--- START ---

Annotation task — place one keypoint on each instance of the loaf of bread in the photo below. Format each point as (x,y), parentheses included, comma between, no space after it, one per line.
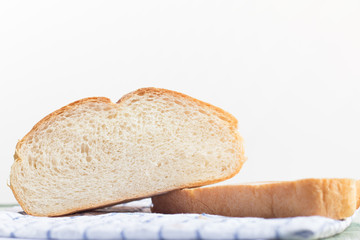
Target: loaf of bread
(94,153)
(333,198)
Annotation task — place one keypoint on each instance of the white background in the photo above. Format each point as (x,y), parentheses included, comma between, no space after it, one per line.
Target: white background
(289,71)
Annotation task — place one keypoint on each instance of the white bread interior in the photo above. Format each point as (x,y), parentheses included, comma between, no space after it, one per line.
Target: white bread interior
(94,153)
(333,198)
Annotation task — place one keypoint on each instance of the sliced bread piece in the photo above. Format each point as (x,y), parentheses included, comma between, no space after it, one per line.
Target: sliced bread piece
(94,153)
(333,198)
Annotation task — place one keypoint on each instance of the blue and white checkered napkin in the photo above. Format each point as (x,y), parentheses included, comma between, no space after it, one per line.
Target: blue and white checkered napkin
(134,221)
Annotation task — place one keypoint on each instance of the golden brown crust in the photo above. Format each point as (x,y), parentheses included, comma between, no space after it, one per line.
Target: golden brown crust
(46,120)
(226,116)
(333,198)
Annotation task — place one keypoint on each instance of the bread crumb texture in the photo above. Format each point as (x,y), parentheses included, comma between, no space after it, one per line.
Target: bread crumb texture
(94,153)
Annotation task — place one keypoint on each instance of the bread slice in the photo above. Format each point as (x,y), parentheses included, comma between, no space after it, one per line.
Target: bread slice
(333,198)
(94,153)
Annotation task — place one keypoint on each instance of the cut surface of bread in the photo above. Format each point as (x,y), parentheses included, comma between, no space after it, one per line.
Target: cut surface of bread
(94,153)
(333,198)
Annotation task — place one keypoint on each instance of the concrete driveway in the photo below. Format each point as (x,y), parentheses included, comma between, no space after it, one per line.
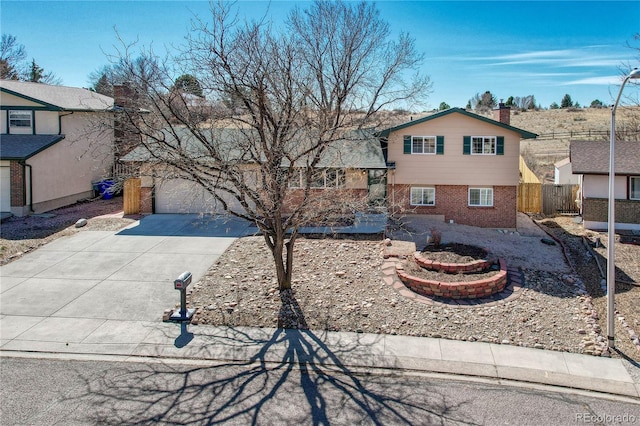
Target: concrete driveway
(104,286)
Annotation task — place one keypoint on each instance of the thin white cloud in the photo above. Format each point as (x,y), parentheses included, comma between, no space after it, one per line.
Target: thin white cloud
(607,80)
(586,57)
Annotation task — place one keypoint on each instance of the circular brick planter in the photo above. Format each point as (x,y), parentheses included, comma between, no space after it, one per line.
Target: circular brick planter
(452,268)
(456,290)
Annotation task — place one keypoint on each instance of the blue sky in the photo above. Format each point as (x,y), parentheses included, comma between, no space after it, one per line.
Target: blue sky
(512,48)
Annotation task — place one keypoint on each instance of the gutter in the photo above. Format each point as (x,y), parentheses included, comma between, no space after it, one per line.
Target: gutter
(60,121)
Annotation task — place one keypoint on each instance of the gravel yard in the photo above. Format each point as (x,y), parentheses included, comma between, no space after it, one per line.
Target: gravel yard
(338,286)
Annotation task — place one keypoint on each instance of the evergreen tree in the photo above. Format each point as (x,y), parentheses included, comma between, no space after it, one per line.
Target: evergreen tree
(566,102)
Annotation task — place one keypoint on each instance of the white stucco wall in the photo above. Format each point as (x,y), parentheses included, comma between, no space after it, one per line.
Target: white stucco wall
(563,175)
(597,186)
(68,168)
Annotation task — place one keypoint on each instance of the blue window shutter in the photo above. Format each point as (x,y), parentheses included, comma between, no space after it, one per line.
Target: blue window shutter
(407,144)
(439,145)
(466,146)
(500,145)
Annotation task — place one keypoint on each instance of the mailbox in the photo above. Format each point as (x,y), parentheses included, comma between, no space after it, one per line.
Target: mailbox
(183,281)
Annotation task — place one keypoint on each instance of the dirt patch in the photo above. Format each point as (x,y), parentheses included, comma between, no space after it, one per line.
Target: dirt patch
(413,269)
(627,324)
(338,285)
(453,253)
(21,235)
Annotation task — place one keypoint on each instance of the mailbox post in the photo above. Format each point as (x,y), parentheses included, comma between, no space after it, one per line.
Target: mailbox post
(181,283)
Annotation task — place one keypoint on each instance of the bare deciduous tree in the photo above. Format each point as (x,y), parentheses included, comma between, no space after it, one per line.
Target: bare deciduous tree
(280,104)
(12,55)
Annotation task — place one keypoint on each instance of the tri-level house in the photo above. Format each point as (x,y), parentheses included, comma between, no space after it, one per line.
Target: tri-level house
(53,145)
(457,166)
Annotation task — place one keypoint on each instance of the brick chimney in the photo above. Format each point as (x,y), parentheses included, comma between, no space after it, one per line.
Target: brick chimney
(502,114)
(123,95)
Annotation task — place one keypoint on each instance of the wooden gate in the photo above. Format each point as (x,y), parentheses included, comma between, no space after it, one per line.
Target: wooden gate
(131,196)
(530,198)
(559,199)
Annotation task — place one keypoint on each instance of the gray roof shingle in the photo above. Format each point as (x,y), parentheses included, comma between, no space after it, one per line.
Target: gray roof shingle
(592,157)
(22,147)
(360,149)
(58,97)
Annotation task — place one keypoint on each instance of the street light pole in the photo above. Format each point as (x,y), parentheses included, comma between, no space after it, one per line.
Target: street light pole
(611,237)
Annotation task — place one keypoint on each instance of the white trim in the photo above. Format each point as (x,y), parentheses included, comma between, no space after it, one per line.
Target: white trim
(631,179)
(485,140)
(480,197)
(25,114)
(422,188)
(425,139)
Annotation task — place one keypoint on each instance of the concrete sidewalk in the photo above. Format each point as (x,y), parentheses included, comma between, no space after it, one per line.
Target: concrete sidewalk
(103,293)
(345,352)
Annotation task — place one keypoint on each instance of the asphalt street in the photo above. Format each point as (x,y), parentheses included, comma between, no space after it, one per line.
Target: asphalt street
(72,392)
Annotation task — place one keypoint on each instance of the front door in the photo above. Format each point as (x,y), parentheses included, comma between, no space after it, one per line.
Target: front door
(377,187)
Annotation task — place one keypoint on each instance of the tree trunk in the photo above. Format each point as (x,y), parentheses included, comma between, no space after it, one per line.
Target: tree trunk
(283,261)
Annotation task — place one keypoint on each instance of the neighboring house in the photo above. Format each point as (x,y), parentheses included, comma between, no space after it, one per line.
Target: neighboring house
(51,147)
(563,174)
(350,166)
(456,165)
(590,160)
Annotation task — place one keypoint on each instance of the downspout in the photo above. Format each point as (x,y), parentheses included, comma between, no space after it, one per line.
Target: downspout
(24,184)
(60,121)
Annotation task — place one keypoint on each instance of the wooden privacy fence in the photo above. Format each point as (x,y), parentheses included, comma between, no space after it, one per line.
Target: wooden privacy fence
(131,196)
(530,197)
(549,199)
(559,199)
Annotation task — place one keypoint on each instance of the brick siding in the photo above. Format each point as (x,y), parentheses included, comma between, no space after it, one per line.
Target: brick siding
(452,202)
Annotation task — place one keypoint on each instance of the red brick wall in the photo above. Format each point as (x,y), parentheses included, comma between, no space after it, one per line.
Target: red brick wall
(452,202)
(18,196)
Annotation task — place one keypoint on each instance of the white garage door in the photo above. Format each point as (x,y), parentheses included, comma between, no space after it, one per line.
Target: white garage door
(5,189)
(182,196)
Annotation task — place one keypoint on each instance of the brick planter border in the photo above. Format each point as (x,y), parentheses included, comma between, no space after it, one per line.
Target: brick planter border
(456,290)
(452,268)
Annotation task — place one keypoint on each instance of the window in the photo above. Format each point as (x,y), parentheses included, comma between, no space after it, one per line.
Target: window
(481,197)
(335,178)
(296,178)
(634,188)
(423,196)
(484,145)
(321,178)
(19,118)
(423,144)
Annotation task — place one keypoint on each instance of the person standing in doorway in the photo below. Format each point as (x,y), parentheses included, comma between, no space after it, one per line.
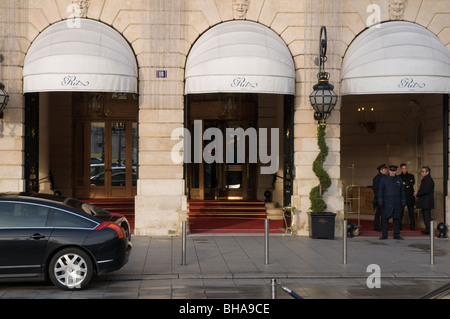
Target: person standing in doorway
(382,171)
(408,182)
(425,197)
(391,199)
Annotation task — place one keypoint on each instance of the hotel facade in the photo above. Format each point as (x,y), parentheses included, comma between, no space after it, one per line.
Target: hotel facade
(115,99)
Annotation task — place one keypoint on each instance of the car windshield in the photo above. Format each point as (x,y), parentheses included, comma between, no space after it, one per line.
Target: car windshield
(88,208)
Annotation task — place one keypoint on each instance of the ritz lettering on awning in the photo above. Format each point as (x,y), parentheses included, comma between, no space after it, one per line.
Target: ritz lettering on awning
(241,82)
(73,81)
(410,83)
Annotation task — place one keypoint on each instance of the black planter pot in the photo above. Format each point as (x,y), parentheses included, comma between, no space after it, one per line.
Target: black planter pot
(321,225)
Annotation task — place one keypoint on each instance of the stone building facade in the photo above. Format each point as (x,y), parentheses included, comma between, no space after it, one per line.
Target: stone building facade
(161,36)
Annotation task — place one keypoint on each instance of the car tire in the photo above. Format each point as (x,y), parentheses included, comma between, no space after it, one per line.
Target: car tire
(71,269)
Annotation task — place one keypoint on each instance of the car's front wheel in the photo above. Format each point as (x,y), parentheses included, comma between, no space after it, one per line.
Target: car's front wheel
(71,269)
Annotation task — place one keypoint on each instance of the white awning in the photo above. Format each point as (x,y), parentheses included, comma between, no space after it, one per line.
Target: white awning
(83,56)
(397,57)
(240,56)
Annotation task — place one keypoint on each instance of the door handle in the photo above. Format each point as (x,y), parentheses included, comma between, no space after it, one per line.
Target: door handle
(37,236)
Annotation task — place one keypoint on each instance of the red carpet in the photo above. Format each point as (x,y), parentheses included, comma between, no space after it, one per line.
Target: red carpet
(230,216)
(366,230)
(123,206)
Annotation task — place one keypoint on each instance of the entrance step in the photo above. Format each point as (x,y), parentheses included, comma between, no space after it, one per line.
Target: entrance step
(123,206)
(229,216)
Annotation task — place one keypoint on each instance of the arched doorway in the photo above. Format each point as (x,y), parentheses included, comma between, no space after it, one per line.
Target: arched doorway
(395,85)
(240,77)
(80,86)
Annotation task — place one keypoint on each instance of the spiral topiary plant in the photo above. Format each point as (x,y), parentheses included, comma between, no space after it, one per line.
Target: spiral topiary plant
(318,205)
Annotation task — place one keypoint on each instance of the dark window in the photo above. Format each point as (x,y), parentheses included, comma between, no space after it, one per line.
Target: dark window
(22,215)
(59,218)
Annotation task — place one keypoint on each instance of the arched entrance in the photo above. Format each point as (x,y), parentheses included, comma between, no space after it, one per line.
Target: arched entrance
(80,85)
(395,85)
(240,82)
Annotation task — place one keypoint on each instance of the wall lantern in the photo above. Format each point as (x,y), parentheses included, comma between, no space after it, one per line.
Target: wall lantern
(4,98)
(323,99)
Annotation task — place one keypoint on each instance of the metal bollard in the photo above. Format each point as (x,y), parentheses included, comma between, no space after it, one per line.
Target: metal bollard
(345,241)
(432,242)
(266,241)
(291,293)
(273,286)
(183,245)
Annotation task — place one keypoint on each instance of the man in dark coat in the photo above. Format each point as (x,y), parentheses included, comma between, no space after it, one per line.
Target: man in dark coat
(391,198)
(382,171)
(425,197)
(408,182)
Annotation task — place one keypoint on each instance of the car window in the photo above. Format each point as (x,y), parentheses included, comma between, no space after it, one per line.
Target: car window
(13,214)
(59,218)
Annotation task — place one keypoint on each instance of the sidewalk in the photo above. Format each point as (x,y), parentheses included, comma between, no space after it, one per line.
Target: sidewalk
(313,266)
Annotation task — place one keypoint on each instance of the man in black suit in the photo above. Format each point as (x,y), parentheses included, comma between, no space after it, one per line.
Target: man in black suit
(392,200)
(425,196)
(382,171)
(408,181)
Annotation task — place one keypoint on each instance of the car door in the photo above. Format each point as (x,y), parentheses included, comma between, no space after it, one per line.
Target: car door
(23,238)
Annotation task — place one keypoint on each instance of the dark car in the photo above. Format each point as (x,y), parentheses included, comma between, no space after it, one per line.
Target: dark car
(63,239)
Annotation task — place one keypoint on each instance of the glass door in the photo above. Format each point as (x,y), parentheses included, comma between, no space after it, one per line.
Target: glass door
(105,159)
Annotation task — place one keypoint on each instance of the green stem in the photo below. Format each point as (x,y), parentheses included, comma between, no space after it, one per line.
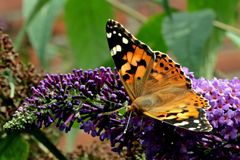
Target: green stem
(40,136)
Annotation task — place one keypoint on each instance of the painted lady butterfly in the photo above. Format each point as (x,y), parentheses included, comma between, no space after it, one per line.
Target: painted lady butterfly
(156,84)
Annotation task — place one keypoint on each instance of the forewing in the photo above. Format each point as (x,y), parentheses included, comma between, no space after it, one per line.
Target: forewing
(133,59)
(166,73)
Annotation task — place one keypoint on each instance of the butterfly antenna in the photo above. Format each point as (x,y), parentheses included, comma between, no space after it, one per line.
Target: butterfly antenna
(125,130)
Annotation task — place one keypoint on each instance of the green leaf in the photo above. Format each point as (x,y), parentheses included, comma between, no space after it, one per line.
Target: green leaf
(151,33)
(165,6)
(39,31)
(225,12)
(13,147)
(85,22)
(234,37)
(186,35)
(34,11)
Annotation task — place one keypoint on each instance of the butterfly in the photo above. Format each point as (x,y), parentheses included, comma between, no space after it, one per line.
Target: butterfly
(156,84)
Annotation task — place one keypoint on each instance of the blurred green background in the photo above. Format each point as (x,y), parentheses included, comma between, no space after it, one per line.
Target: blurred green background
(60,35)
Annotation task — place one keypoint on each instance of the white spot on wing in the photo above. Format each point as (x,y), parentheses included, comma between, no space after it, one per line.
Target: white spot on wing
(183,123)
(118,48)
(125,41)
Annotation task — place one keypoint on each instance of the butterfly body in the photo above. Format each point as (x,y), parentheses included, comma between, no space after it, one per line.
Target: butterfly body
(156,84)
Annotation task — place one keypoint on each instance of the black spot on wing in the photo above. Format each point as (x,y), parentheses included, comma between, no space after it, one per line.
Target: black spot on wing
(142,63)
(132,70)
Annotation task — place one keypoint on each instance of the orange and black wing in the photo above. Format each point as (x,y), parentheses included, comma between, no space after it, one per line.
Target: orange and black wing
(177,103)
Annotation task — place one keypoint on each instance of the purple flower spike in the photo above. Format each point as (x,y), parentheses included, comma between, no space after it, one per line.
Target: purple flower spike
(92,97)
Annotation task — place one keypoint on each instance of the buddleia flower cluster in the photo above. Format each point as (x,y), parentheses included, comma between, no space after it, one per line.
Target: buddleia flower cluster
(95,101)
(16,79)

--- END ---

--- WHAT YOU ARE ASKED TO DO ---
Please give back exactly the lines of the listing above that run from the one containing "of the thin" through the one containing "the blue window", and only those.

--- RESULT FOR THIS TASK ---
Annotation task — place one keypoint on each instance of the thin white cloud in the photo above. Format each point as (x,y), parentheses included, comma between, no space after it, one per line.
Target: thin white cloud
(607,80)
(586,57)
Annotation task — place one keypoint on each instance of the circular brick planter in the photo above. Format each point as (x,y), parentheses included, comma between, no space after it, one per line.
Target: circular brick planter
(452,268)
(456,290)
Annotation task — place one keypoint on each instance of the blue sky in the photo above. Format each point as (x,y), parentheses included, comma between, no space after it, one per line.
Target: blue sky
(512,48)
Annotation task — place one keypoint on each instance of the gutter in the photo above. Format each point as (x,y), parentheses included, comma between, no space after it, one per line.
Target: gutter
(60,121)
Annotation task — place one keypoint on each instance of the gravel yard in the photo above. Format each point as (x,y), parentheses included, comma between, no space after it, one per line.
Target: gravel yard
(338,286)
Annotation task — place one keypoint on each instance of the evergreen tree in the photo above. Format each point as (x,y), parentheses included, comma between, no space after it, one per line.
Target: evergreen tree
(566,102)
Annotation task — place one keypoint on each instance of the white stucco wall in the photo above. Format each point as (x,y), parentheses included, comma between, no space after it, one per line.
Target: white stucco wall
(563,175)
(597,186)
(68,168)
Annotation task — place one keypoint on each instance of the blue window shutter in the photo above. Format each point as (x,y), parentheses included, comma between, no space after it, one per line.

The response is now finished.